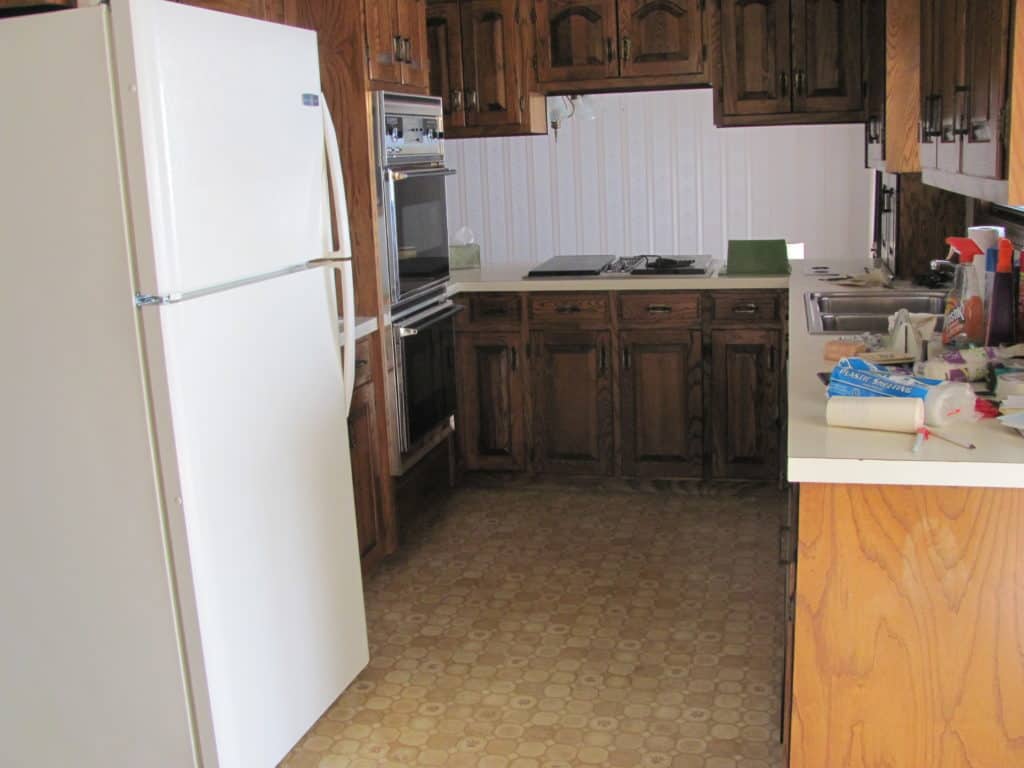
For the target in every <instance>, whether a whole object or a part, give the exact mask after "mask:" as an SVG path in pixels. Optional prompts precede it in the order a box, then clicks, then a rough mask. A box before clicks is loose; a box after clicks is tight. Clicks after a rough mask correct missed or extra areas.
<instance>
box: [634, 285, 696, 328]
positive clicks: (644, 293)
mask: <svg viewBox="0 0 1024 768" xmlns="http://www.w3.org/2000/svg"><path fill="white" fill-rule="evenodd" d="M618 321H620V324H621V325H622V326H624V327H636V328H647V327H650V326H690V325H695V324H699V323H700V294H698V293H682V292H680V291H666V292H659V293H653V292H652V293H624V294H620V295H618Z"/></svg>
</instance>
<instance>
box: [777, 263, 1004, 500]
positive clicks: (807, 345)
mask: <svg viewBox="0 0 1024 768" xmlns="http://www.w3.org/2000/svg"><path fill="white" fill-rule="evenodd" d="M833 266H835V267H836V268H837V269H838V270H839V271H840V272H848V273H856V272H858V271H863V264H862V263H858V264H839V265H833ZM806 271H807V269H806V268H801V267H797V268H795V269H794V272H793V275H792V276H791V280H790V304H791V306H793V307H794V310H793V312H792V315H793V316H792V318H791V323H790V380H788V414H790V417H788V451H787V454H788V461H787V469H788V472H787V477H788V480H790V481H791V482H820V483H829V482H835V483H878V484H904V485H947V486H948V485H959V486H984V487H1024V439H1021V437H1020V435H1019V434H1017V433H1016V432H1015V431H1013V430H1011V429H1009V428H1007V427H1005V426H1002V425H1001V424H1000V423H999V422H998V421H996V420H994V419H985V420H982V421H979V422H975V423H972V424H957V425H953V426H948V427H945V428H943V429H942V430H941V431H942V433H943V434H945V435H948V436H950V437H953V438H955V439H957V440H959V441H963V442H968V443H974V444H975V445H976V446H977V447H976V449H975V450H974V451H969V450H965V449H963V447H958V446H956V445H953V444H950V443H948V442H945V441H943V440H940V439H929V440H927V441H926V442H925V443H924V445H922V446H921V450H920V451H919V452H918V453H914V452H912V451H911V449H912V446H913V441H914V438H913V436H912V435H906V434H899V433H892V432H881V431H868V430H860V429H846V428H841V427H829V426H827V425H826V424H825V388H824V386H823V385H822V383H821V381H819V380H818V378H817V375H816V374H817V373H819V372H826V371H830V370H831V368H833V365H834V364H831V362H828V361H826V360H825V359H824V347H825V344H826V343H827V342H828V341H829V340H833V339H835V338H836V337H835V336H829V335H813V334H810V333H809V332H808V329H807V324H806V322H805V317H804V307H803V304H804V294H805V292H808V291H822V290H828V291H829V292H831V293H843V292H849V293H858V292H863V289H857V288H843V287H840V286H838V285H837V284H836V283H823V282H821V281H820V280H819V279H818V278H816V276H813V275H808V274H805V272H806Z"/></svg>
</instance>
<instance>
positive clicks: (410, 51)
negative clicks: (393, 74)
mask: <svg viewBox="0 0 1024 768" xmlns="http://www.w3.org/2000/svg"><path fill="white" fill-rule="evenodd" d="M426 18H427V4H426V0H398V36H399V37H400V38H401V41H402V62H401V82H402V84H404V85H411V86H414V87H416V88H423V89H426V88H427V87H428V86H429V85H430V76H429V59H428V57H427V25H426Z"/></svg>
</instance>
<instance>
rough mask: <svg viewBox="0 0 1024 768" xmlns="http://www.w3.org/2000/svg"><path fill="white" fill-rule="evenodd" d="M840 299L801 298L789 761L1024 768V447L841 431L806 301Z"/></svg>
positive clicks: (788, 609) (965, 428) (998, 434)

§

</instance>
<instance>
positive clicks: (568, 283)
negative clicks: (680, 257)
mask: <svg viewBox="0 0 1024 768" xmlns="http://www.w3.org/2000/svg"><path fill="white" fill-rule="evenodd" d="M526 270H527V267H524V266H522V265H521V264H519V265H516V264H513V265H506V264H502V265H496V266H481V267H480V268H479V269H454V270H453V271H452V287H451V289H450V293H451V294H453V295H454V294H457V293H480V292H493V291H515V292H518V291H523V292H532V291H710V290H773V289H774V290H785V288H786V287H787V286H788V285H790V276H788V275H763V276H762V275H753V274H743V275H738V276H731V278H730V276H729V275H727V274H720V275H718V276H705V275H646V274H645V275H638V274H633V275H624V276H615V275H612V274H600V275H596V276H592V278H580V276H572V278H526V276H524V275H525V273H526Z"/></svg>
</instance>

§

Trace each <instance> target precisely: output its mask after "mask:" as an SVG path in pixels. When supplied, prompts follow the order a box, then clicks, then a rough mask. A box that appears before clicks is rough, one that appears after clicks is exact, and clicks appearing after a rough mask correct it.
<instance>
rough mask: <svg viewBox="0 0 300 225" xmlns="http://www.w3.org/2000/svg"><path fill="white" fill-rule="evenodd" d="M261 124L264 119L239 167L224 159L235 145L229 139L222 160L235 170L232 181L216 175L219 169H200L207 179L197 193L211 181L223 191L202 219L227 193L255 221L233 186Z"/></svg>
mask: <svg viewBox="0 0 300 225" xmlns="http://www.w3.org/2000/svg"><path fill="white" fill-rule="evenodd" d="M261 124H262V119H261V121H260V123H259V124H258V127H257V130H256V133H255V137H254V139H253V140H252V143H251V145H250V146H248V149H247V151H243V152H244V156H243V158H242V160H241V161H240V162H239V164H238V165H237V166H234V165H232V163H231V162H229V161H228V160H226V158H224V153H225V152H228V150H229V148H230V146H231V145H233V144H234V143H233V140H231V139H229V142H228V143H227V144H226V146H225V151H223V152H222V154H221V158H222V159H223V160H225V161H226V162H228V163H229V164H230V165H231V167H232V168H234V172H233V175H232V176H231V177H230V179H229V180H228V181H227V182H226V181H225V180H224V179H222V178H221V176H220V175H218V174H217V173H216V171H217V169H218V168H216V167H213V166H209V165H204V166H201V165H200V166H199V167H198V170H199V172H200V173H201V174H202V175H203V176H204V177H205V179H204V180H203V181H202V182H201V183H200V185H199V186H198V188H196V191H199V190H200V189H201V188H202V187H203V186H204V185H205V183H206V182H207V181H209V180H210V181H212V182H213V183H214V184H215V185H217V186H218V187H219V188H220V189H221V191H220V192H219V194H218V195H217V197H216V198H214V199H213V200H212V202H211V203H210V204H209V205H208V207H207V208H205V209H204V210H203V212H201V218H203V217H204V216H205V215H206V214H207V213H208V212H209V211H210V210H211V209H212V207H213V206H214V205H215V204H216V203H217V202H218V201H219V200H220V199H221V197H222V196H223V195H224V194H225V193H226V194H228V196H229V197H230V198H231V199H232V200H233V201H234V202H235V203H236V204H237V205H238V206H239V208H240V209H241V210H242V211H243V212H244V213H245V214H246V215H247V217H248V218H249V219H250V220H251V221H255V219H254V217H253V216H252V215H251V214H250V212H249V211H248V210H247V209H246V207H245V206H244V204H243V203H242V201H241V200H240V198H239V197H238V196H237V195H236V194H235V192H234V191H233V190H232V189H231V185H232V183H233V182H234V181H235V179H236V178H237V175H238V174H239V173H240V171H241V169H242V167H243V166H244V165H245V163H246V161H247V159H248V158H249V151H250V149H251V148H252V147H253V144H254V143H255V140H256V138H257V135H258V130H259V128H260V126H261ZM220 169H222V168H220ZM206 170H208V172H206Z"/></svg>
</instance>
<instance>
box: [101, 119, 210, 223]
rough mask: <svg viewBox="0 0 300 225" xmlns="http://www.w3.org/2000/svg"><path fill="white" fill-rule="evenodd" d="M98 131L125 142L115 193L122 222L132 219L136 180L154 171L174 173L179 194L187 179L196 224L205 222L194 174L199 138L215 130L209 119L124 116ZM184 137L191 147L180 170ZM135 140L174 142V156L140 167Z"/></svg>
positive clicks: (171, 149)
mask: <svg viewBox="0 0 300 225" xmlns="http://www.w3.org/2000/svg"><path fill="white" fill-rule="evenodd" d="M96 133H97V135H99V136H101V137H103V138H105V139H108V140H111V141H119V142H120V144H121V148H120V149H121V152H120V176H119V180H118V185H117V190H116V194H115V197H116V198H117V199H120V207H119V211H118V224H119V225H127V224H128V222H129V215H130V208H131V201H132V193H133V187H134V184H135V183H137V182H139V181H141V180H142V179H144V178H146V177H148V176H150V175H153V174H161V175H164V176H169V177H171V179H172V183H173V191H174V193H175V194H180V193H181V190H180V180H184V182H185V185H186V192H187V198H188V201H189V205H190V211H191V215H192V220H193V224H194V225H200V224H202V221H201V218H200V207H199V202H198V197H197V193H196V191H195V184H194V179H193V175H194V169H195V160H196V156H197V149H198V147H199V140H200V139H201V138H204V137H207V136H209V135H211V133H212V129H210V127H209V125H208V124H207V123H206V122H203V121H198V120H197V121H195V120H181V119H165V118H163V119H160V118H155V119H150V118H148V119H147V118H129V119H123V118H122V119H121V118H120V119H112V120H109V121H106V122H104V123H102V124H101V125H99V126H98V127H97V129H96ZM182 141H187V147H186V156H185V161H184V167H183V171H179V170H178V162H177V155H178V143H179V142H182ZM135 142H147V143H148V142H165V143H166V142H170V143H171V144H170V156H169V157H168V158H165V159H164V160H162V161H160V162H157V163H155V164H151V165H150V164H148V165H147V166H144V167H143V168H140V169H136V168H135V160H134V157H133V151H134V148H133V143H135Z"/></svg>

§

**Exercise instructions:** Which lines of the data above contain the string "positive"? Copy each of them in full.

**Answer to the exercise:**
positive clicks: (644, 293)
positive clicks: (807, 345)
positive clicks: (410, 51)
positive clicks: (788, 609) (965, 428) (998, 434)
positive clicks: (568, 283)
positive clicks: (171, 149)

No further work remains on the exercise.